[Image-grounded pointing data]
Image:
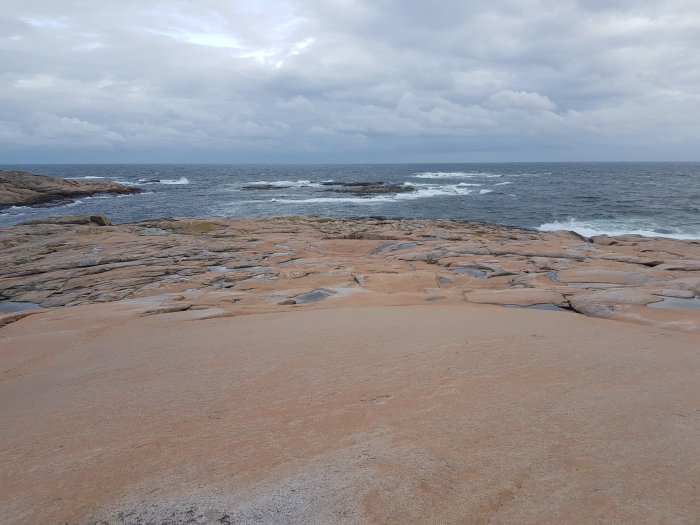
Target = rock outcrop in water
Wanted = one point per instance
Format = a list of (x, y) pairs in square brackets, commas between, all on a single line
[(346, 371), (367, 188), (19, 188), (263, 262)]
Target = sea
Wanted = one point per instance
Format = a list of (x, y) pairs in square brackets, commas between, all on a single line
[(649, 198)]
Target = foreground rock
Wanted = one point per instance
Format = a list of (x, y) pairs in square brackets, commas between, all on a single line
[(367, 188), (19, 188), (112, 415)]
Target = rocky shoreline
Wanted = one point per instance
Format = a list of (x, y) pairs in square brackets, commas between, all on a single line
[(19, 188), (297, 369), (256, 264)]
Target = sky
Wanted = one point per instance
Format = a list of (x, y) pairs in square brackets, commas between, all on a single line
[(349, 80)]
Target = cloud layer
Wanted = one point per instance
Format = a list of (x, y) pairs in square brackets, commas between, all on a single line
[(349, 81)]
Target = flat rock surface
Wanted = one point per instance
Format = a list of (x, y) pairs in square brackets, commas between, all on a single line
[(413, 414), (268, 261), (19, 188)]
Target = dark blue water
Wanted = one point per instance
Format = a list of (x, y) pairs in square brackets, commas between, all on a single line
[(591, 198)]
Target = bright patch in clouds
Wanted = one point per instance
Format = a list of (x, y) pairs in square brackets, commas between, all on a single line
[(339, 80)]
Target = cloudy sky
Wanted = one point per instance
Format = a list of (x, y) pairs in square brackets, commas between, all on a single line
[(349, 80)]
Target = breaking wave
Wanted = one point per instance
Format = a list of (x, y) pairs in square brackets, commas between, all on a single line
[(289, 183), (181, 180)]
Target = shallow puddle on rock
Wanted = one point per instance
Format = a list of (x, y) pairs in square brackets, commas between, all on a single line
[(16, 306), (677, 302), (470, 271), (312, 297), (378, 249), (541, 306), (593, 284), (430, 238)]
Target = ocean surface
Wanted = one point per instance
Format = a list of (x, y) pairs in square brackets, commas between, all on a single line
[(651, 199)]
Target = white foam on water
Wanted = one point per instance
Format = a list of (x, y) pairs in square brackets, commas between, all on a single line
[(613, 228), (454, 175), (422, 191)]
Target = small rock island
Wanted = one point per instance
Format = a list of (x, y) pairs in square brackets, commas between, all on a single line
[(19, 188)]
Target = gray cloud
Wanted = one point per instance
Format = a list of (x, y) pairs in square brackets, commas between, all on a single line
[(343, 80)]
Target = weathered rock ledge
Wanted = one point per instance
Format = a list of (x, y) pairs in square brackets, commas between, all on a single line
[(19, 188), (258, 264)]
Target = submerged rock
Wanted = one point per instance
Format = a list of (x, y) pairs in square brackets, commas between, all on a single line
[(369, 188)]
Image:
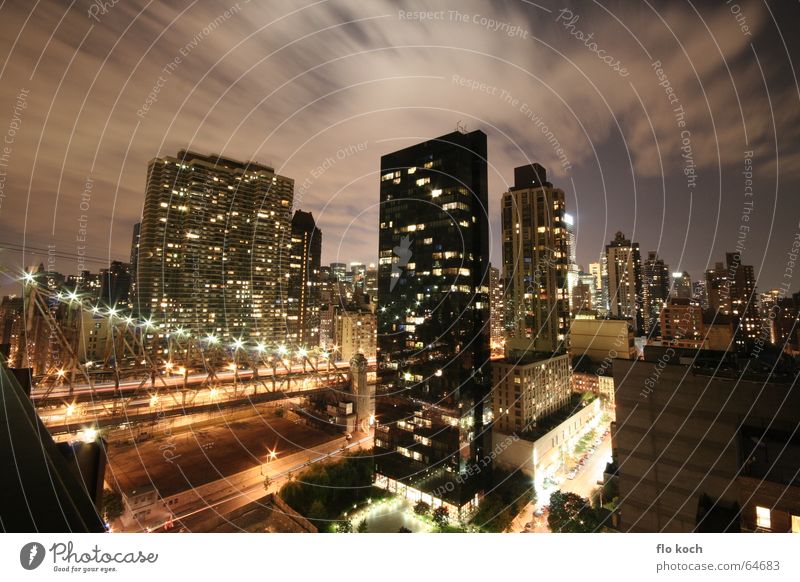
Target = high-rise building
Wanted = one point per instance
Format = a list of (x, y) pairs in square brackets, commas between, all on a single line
[(743, 298), (624, 267), (601, 295), (134, 263), (584, 294), (535, 262), (214, 247), (785, 325), (718, 289), (358, 275), (355, 332), (433, 320), (343, 281), (699, 293), (682, 323), (732, 291), (655, 291), (682, 285), (115, 284), (303, 301), (371, 283), (526, 392)]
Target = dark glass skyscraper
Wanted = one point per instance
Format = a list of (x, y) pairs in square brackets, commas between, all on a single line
[(433, 322), (304, 281)]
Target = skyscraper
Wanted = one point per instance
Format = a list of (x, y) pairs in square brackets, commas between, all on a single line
[(624, 266), (134, 260), (115, 284), (496, 308), (304, 290), (600, 288), (682, 285), (732, 291), (433, 316), (655, 290), (718, 289), (535, 262), (214, 247)]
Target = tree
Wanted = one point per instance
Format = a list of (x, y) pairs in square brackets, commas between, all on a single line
[(441, 516), (571, 513), (344, 526), (112, 504), (421, 508)]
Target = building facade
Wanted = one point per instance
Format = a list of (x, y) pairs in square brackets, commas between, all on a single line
[(536, 262), (655, 291), (304, 291), (624, 268), (433, 322), (214, 247)]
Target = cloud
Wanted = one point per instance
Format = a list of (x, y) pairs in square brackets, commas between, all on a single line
[(291, 84)]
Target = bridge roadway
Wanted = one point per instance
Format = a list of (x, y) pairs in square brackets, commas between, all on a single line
[(58, 421), (171, 379)]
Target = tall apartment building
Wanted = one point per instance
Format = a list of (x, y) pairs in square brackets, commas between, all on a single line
[(528, 391), (496, 309), (214, 247), (600, 287), (732, 291), (134, 262), (304, 291), (682, 285), (371, 283), (624, 268), (115, 284), (433, 320), (533, 381), (535, 262), (655, 290)]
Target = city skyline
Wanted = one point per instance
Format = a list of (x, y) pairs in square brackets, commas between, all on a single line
[(336, 267), (327, 165)]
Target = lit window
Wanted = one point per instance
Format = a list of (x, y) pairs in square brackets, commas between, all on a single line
[(763, 517)]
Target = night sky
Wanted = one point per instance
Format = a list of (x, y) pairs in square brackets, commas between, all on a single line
[(320, 90)]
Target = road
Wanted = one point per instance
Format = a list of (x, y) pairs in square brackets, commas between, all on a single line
[(206, 514), (173, 379), (190, 459), (586, 480), (583, 484)]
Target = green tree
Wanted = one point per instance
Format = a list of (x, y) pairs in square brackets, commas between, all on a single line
[(441, 517), (571, 513), (421, 508)]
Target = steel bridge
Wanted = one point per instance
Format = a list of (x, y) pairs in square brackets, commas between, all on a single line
[(147, 367)]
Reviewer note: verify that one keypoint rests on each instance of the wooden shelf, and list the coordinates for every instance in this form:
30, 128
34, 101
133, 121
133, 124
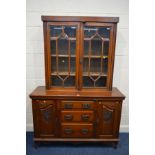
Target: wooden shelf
104, 39
63, 73
63, 55
95, 56
94, 74
70, 38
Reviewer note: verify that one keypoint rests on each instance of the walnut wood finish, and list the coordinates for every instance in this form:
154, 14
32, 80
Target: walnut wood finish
78, 113
97, 116
80, 23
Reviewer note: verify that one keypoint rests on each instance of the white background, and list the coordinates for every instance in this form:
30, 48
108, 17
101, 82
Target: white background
35, 45
13, 77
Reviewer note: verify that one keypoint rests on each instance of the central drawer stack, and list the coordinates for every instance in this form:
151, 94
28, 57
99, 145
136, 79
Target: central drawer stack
77, 119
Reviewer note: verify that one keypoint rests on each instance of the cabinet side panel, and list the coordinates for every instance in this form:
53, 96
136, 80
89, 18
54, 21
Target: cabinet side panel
46, 56
112, 56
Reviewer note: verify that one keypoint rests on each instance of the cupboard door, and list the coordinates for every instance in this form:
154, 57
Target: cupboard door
97, 38
44, 116
109, 119
62, 54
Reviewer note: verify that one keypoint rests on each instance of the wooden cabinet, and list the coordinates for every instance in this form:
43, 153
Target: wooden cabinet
44, 114
78, 102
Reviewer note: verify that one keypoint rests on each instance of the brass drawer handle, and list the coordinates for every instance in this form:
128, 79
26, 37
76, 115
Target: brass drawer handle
86, 106
68, 117
68, 131
85, 117
84, 131
68, 106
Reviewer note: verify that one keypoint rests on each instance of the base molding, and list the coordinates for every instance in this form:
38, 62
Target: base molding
123, 128
75, 140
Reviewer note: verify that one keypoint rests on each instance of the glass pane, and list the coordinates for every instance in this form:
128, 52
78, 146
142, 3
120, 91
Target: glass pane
96, 49
63, 55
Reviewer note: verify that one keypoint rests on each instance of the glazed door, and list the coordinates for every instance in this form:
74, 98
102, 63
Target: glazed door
62, 54
44, 118
97, 51
108, 119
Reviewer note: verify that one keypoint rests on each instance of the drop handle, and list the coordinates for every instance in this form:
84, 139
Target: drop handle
84, 131
86, 106
68, 106
68, 117
68, 131
85, 117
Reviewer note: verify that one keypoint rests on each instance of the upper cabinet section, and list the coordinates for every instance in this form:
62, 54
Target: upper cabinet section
79, 52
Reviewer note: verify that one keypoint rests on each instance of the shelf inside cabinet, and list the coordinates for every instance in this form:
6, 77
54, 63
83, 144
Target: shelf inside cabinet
90, 39
94, 74
69, 38
63, 55
95, 56
63, 73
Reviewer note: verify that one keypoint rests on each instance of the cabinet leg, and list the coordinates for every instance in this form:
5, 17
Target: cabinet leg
115, 145
35, 145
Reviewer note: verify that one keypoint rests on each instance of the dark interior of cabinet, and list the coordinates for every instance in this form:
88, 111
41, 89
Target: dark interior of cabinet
63, 56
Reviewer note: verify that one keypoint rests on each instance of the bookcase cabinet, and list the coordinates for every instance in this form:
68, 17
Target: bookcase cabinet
78, 102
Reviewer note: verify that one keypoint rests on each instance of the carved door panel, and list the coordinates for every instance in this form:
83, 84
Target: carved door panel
44, 120
109, 119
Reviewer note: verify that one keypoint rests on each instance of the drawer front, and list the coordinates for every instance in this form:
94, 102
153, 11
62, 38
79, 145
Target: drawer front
76, 105
77, 116
76, 130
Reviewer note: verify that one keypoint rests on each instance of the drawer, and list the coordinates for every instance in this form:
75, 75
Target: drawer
77, 130
77, 116
76, 105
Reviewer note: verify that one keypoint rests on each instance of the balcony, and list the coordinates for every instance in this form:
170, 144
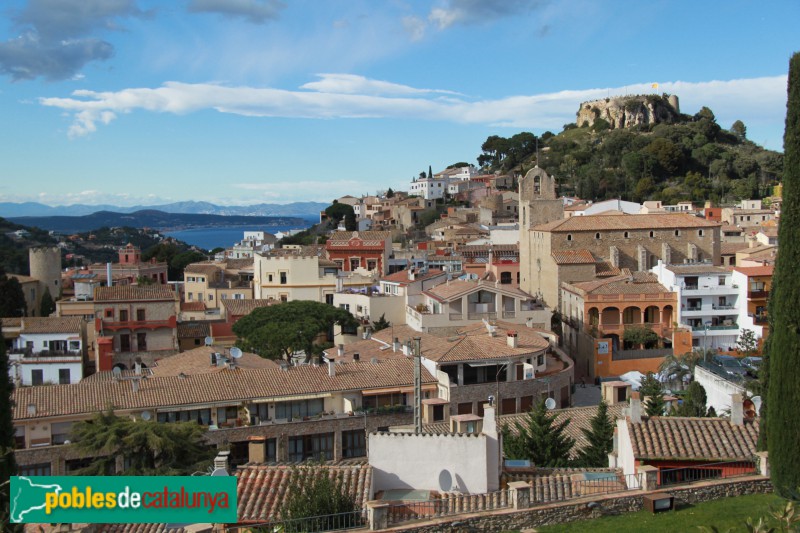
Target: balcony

- [Exercise description] Lines with "water" in them are what the answer must contain; copy each from the records above.

- [Problem solution]
Target = rock outcrop in water
Target = dark blue water
Target = white foam on water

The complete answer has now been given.